Task statement:
From the listing below, pick out each line that contains the string "every" and copy those lines unchanged.

Rows:
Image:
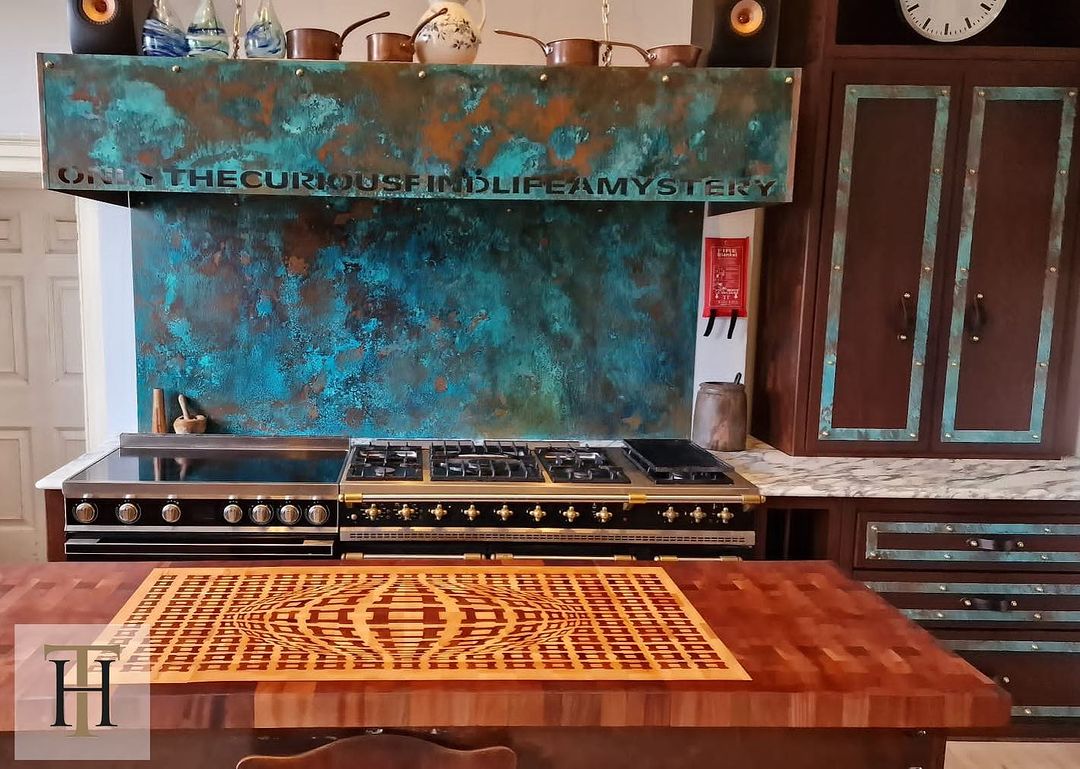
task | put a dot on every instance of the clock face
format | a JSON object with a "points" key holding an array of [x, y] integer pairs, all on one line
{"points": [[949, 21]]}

---

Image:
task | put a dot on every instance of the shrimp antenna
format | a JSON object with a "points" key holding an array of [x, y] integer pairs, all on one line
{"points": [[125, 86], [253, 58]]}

In response:
task | put a dot on every instance of the clock face
task | put a dot on every instance of the shrimp antenna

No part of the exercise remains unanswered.